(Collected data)
[start]
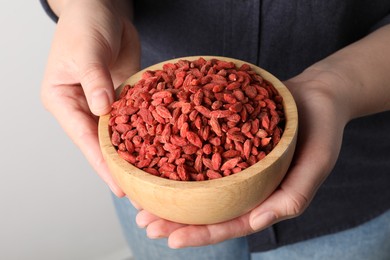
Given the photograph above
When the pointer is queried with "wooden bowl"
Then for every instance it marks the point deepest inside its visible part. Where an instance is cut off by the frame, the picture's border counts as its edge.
(211, 201)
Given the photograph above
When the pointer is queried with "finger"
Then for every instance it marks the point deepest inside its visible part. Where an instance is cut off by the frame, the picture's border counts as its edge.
(144, 218)
(194, 235)
(135, 204)
(317, 150)
(68, 105)
(95, 77)
(162, 228)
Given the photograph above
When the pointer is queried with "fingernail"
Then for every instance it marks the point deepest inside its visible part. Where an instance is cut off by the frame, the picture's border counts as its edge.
(100, 101)
(263, 220)
(116, 190)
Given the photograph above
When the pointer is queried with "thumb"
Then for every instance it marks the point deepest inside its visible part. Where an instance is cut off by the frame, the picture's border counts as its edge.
(96, 81)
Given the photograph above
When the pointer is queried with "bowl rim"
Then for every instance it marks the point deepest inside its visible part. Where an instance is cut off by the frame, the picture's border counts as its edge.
(288, 136)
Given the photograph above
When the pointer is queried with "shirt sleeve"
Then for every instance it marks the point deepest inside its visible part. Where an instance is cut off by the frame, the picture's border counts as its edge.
(382, 22)
(48, 10)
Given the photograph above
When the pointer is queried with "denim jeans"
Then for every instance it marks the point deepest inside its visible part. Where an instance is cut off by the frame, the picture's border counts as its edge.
(368, 241)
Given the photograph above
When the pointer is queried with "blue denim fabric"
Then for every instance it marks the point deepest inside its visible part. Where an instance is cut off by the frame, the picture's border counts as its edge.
(368, 241)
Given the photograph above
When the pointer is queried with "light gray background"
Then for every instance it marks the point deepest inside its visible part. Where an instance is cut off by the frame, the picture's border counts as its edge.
(53, 205)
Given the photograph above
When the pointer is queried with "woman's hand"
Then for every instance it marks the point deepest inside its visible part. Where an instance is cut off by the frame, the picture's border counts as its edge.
(95, 47)
(349, 83)
(321, 124)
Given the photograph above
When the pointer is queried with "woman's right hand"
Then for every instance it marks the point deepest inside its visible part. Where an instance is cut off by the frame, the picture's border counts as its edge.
(95, 48)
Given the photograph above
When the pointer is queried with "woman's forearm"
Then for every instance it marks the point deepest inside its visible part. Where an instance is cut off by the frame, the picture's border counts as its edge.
(362, 70)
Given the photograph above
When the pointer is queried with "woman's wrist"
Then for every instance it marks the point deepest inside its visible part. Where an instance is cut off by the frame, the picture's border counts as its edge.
(122, 7)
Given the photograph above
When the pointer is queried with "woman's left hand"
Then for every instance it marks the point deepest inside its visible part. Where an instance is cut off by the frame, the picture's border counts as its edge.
(321, 124)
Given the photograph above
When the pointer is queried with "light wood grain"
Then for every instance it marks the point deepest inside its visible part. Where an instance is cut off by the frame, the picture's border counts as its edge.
(211, 201)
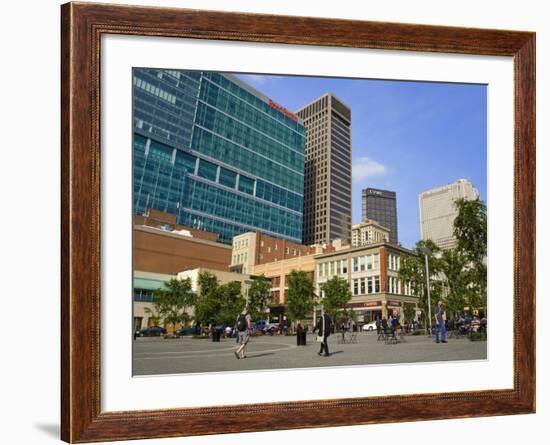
[end]
Gather every line above that contains the word "light". Case matters.

# RESULT BELOW:
When the pointer is queried with "light gray background"
When the pointer is queried with "light wood grain"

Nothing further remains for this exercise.